* _Objective_:
Reproduce the data below, starting at the line containing "Target: brown walking shoe" and ending at the line containing "(1026, 748)", with "aircraft" switched to "airplane" and everything else unchanged. Leave out the pictures.

Stored dataset items:
------------------------------------

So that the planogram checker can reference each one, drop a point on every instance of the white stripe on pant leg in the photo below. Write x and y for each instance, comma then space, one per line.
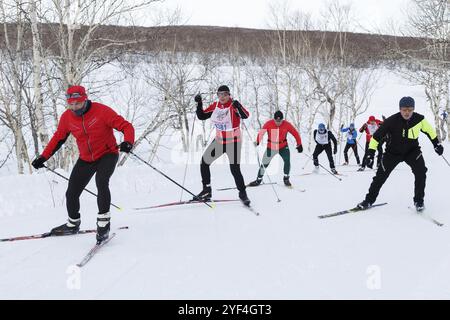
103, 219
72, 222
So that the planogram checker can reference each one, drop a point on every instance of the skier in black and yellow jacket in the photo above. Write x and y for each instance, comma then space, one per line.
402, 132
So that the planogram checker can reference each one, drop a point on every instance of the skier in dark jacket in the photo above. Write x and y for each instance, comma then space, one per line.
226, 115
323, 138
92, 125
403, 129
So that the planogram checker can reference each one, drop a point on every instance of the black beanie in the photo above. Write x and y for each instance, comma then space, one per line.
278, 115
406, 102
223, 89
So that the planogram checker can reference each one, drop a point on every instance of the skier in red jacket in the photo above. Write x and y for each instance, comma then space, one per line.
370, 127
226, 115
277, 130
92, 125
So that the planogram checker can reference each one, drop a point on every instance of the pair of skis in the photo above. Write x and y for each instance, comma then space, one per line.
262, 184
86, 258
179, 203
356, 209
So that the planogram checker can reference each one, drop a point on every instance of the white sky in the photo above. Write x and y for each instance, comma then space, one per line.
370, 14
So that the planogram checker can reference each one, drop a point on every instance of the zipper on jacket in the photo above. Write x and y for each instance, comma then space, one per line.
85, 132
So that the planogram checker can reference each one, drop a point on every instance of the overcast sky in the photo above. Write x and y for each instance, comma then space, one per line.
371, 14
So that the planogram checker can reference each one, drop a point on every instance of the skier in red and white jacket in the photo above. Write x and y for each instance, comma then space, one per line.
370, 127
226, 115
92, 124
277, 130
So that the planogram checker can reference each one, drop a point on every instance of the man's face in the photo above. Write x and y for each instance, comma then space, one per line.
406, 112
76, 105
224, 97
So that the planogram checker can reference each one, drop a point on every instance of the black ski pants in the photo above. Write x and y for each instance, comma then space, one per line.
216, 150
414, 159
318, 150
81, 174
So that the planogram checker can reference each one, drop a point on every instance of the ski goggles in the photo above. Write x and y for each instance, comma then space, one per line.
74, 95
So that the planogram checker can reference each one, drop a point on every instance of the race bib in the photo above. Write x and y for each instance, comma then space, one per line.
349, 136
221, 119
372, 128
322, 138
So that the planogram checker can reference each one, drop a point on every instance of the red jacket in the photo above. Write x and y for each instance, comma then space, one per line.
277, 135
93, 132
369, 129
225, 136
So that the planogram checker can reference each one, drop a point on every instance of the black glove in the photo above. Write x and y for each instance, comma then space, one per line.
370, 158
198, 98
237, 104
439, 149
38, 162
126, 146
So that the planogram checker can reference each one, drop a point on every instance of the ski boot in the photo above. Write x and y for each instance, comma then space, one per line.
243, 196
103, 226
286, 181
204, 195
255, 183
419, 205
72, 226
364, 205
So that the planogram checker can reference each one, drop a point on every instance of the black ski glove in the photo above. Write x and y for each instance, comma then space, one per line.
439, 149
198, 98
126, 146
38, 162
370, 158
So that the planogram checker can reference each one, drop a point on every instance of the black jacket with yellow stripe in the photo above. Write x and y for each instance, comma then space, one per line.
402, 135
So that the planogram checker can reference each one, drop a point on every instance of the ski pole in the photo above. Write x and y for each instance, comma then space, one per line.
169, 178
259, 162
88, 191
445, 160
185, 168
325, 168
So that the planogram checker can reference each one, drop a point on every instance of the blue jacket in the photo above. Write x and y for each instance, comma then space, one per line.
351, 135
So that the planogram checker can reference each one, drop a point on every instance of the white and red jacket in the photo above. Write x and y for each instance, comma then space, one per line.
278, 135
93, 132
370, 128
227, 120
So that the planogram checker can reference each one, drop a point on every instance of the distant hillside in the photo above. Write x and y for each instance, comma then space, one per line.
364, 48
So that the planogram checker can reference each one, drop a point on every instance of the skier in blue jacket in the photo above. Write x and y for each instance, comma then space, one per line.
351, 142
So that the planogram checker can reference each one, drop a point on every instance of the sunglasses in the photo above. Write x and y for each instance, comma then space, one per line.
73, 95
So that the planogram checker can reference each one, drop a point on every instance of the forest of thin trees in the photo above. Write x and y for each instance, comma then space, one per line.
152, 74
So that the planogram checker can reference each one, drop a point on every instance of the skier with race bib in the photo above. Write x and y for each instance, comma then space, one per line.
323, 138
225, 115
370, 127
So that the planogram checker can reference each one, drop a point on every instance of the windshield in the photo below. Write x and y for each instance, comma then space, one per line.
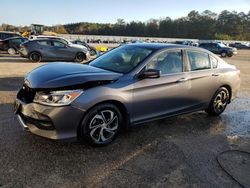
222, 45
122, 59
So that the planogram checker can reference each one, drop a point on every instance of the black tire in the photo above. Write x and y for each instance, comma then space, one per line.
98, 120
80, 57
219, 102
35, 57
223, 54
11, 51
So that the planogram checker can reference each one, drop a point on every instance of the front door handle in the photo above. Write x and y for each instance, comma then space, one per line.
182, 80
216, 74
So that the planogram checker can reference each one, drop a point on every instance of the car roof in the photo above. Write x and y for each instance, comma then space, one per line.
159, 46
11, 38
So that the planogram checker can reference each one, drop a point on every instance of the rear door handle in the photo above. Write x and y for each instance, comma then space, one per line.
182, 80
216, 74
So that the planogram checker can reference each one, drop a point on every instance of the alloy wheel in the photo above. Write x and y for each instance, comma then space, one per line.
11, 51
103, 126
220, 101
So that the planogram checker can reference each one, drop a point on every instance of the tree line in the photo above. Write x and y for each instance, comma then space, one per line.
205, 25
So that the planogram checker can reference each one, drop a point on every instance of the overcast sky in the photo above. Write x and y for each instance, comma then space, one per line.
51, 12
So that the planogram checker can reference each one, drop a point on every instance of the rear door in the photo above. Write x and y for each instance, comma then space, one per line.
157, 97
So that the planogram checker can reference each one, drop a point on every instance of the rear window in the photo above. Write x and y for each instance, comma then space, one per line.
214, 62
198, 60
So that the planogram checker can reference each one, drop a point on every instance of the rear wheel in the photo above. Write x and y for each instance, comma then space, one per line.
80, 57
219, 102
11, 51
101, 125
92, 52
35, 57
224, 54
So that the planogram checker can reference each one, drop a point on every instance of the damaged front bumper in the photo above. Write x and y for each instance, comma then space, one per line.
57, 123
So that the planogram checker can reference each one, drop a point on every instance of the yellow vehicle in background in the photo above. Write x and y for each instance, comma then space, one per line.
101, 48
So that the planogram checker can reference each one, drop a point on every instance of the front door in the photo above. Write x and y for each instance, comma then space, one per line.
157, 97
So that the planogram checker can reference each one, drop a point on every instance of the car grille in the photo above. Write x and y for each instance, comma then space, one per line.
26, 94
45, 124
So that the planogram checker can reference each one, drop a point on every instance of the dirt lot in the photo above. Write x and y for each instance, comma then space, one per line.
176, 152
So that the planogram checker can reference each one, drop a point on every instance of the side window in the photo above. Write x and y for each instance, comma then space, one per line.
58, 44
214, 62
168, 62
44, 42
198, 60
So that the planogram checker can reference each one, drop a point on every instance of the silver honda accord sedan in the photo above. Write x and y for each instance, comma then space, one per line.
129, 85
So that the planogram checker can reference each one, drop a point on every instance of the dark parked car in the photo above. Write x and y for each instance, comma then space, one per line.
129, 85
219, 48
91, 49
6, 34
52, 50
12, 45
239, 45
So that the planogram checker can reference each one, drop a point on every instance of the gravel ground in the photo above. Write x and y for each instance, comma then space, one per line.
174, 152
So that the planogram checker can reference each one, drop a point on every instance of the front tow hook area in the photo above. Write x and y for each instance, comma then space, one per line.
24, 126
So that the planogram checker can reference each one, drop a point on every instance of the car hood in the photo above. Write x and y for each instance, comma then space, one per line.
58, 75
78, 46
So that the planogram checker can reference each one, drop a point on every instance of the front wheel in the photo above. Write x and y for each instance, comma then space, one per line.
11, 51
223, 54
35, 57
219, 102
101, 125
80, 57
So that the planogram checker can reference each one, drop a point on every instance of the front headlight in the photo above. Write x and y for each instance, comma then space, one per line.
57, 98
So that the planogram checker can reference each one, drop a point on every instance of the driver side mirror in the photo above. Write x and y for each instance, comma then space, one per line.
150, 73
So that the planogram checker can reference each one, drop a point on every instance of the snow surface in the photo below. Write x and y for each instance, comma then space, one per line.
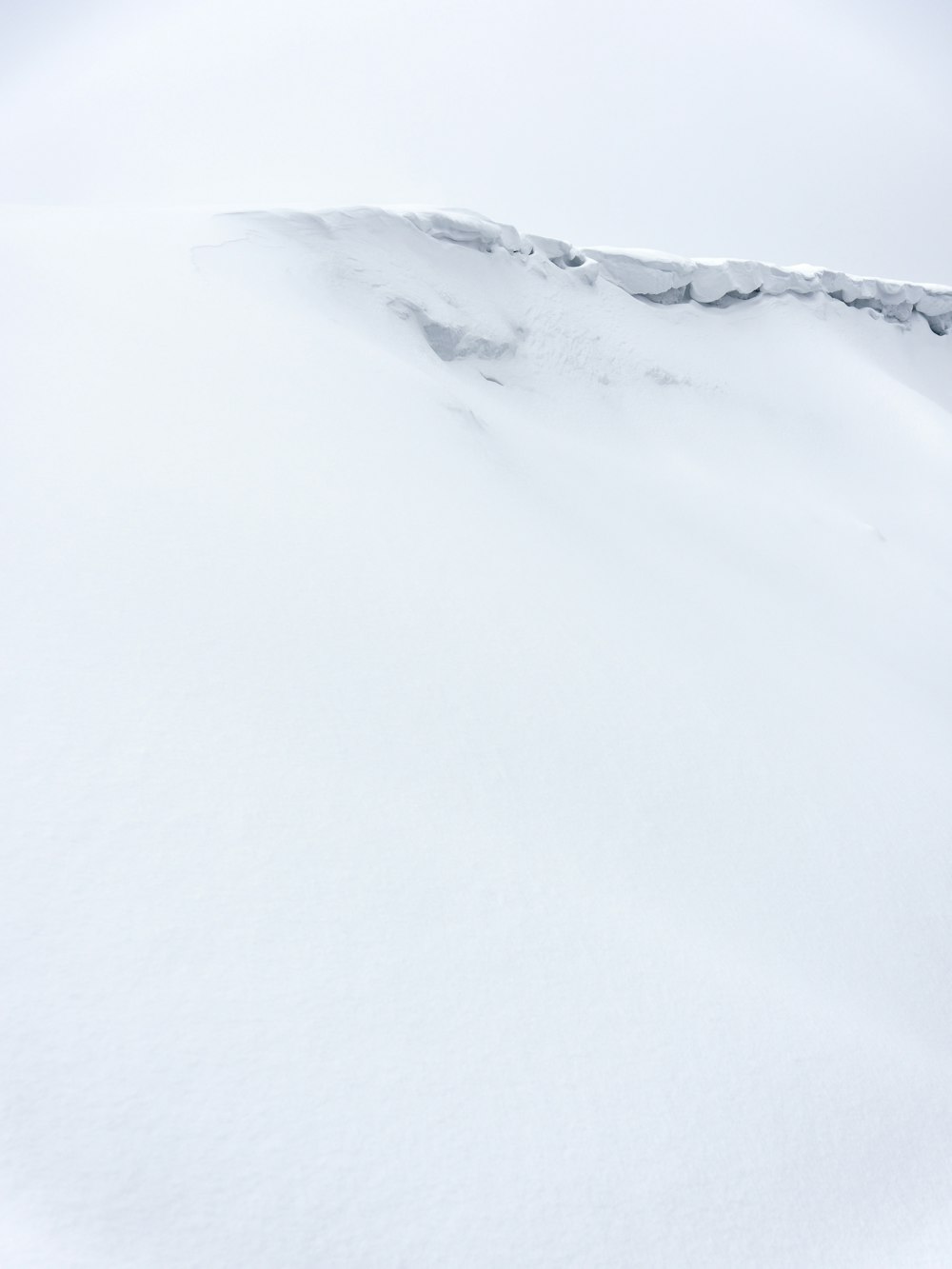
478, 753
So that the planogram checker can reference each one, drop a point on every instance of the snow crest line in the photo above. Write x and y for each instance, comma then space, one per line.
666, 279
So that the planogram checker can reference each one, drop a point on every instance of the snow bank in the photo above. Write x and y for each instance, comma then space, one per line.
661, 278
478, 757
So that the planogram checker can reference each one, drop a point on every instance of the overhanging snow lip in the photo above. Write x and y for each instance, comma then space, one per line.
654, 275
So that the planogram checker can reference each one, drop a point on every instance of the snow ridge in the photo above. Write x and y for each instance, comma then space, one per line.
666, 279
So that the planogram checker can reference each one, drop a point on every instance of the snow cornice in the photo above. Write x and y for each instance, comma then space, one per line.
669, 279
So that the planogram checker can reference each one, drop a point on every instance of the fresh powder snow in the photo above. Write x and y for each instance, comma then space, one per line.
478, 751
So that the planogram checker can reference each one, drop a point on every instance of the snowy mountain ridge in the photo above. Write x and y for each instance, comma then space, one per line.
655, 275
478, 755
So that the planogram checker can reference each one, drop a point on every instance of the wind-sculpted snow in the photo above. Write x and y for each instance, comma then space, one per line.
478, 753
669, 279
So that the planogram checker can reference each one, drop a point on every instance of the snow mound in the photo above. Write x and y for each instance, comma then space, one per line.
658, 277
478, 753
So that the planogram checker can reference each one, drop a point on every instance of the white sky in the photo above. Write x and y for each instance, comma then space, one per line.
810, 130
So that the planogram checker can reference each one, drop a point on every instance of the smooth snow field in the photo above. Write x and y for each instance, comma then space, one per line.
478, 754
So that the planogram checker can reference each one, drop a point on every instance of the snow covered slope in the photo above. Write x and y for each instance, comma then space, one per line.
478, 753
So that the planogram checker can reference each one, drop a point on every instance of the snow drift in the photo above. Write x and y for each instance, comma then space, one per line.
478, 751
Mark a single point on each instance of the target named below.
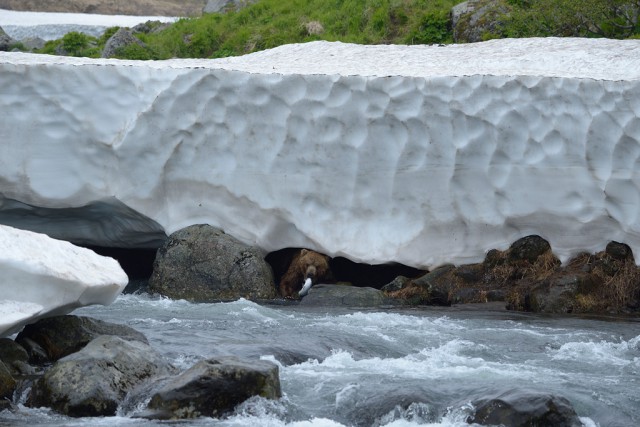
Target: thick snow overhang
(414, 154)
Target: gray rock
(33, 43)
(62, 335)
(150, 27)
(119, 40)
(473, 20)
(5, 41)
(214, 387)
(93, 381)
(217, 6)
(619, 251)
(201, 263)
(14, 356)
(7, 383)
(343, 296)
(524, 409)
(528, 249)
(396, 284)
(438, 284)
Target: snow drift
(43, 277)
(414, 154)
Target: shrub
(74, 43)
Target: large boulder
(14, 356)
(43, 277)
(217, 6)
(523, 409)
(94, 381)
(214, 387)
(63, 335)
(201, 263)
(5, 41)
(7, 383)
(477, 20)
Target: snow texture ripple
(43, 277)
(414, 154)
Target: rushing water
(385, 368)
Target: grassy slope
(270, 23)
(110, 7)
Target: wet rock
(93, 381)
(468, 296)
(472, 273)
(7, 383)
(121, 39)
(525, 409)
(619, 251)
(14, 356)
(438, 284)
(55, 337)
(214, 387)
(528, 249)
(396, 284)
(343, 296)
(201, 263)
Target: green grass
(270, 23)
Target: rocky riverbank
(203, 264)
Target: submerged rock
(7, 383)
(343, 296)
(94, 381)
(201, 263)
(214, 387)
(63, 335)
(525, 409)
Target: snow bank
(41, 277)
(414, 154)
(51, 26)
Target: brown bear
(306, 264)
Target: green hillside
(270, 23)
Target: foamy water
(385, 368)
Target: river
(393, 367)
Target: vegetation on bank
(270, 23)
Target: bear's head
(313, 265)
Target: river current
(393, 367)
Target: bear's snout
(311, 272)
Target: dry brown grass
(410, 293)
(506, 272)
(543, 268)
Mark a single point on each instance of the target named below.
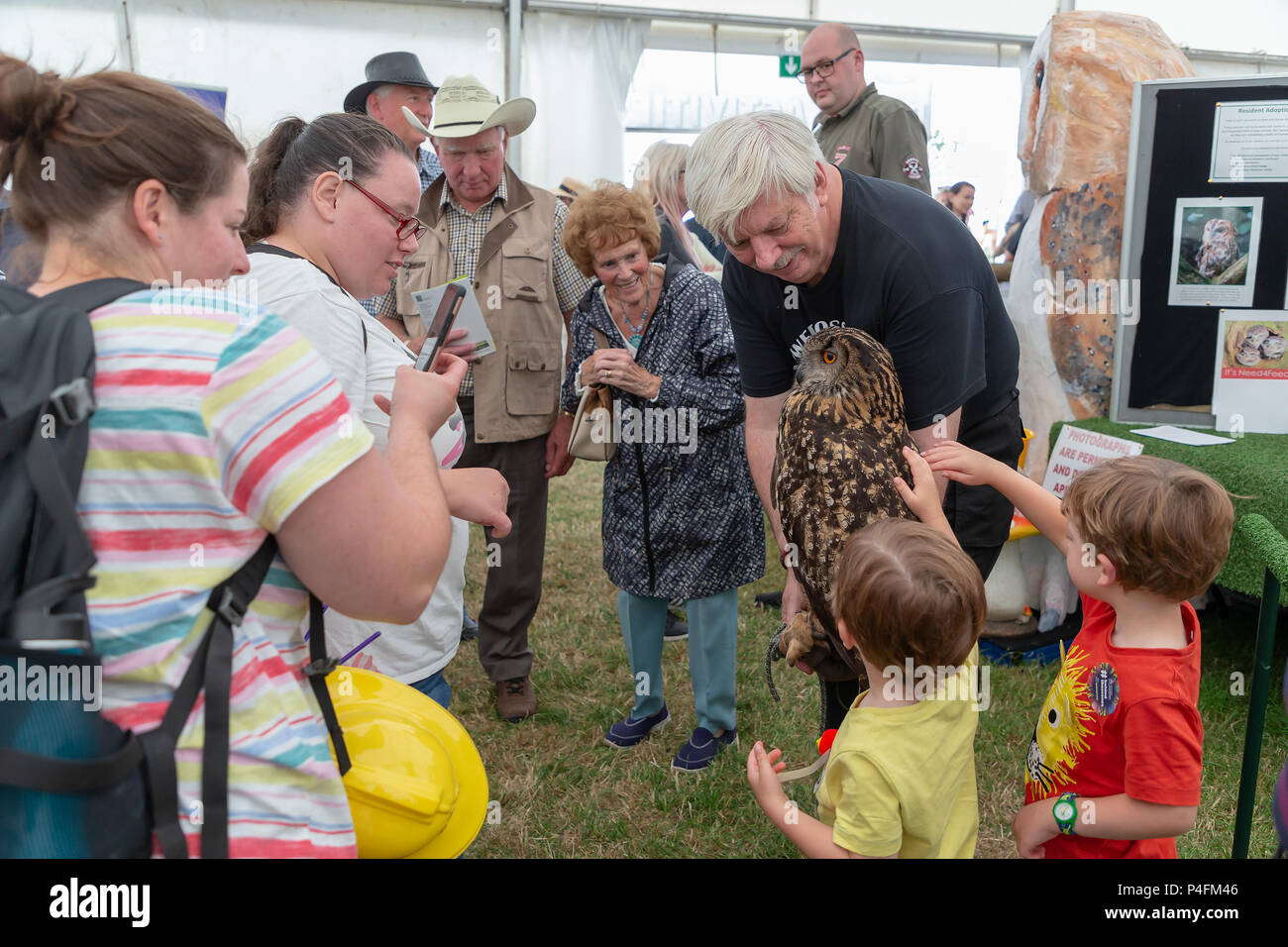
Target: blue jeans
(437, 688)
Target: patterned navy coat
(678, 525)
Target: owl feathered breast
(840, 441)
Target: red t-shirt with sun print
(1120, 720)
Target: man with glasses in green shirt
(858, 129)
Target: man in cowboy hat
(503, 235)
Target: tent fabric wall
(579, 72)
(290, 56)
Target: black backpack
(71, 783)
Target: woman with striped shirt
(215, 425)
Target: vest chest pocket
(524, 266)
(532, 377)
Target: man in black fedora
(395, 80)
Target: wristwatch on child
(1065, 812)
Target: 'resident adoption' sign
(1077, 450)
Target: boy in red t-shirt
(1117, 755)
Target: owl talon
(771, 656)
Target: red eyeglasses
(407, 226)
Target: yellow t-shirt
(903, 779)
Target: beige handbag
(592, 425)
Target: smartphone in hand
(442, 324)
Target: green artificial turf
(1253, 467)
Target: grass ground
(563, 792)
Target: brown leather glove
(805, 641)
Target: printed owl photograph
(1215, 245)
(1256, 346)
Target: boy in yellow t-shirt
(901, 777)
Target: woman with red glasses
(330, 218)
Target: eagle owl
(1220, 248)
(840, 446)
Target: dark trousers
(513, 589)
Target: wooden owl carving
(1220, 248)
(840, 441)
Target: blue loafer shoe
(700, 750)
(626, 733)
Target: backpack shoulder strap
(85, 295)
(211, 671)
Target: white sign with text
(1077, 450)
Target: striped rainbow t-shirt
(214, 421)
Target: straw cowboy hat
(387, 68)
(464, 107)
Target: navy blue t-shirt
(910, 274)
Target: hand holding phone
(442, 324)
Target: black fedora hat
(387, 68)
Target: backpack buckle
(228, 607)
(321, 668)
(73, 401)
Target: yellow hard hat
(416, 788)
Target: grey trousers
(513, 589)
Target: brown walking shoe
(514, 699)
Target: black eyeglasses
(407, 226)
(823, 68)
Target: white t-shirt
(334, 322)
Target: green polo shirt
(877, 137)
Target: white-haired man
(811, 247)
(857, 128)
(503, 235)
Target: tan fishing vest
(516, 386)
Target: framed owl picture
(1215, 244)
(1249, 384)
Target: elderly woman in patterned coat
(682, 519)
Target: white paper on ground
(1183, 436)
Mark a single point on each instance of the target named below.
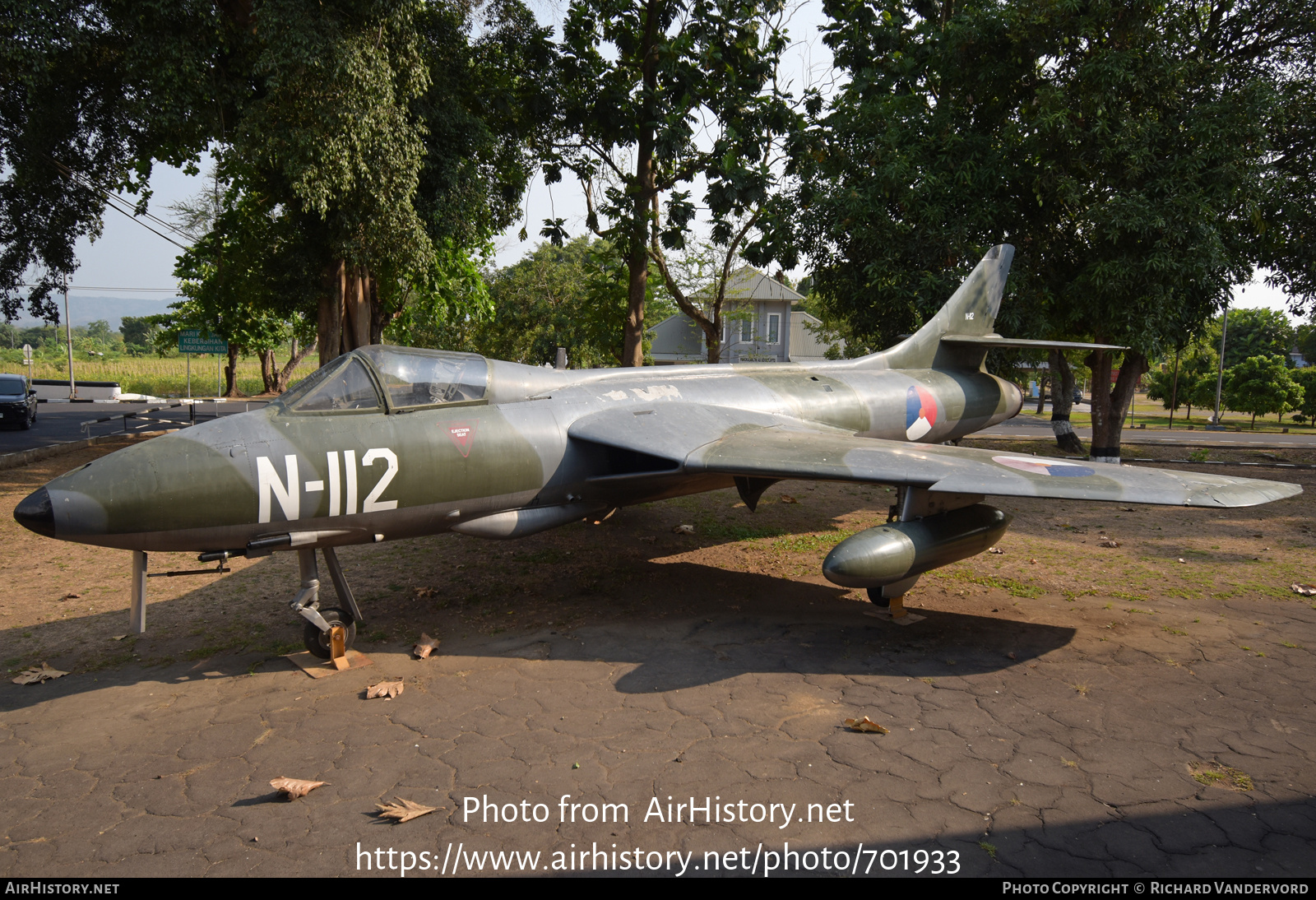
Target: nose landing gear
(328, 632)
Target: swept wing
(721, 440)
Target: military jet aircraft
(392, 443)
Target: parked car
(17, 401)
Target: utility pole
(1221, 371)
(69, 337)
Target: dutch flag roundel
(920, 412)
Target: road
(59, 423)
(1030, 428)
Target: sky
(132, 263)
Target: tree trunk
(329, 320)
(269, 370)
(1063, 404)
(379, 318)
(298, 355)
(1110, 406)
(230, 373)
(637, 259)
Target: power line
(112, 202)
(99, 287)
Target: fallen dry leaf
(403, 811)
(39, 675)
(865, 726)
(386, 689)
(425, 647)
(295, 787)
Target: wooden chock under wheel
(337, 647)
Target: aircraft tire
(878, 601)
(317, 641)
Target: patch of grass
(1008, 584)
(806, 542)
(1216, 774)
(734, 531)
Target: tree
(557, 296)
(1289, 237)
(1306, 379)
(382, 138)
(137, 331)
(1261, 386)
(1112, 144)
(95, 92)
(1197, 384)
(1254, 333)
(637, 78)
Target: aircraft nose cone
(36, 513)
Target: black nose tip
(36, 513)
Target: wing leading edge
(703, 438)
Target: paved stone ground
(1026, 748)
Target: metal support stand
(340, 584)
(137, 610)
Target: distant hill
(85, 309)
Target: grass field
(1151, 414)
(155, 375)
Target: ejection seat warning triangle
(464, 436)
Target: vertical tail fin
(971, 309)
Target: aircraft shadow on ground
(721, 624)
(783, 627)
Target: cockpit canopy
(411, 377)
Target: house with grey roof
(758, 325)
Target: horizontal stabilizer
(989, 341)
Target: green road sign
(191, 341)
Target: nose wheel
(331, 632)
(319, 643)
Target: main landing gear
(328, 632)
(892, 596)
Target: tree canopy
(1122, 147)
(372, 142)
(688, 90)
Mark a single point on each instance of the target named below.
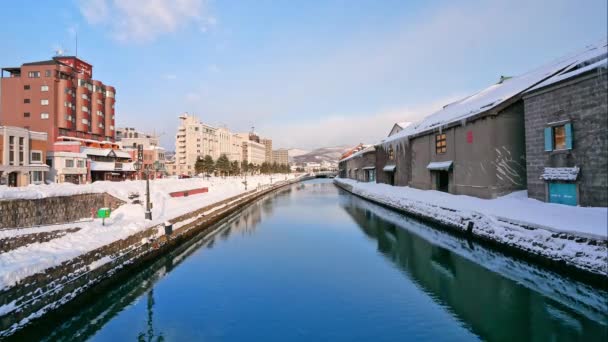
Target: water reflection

------------------------------------

* _The completed task_:
Target: brown walking shoe
(514, 699)
Target: black eyeglasses
(407, 226)
(823, 68)
Target: white t-shirt
(334, 322)
Target: green polo shirt
(877, 137)
Target: white-haired man
(811, 247)
(857, 128)
(503, 235)
Target: tan fishing vest
(516, 386)
Target: framed owl picture
(1215, 244)
(1249, 384)
Target: elderly woman in patterned coat
(682, 519)
Target: white paper on ground
(1183, 436)
Mark a single point on each instance of the target named below.
Target: nose landing gear
(328, 632)
Target: swept wing
(721, 440)
Target: military jet airplane
(392, 443)
Target: parked car
(17, 401)
Target: utility pole
(1221, 371)
(69, 337)
Target: dutch flag roundel
(920, 412)
Target: road
(59, 423)
(1030, 428)
Target: sky
(132, 263)
Target: tree trunk
(329, 320)
(269, 370)
(1063, 404)
(379, 318)
(298, 355)
(1110, 406)
(230, 373)
(637, 259)
Target: power line
(112, 202)
(99, 287)
Target: fallen dry leaf
(403, 811)
(39, 675)
(865, 726)
(386, 689)
(425, 647)
(295, 787)
Target: wooden chock under wheel
(337, 647)
Target: airplane tire
(878, 601)
(317, 641)
Target: patch of grass
(1008, 584)
(806, 542)
(1216, 774)
(734, 531)
Target: tree
(557, 296)
(1289, 237)
(1306, 379)
(382, 138)
(137, 331)
(1261, 386)
(1112, 144)
(95, 92)
(1197, 384)
(1254, 333)
(637, 78)
Target: airplane nose cone
(36, 513)
Target: black nose tip
(36, 513)
Target: wing leading edge
(703, 438)
Target: paved stone ground
(1026, 748)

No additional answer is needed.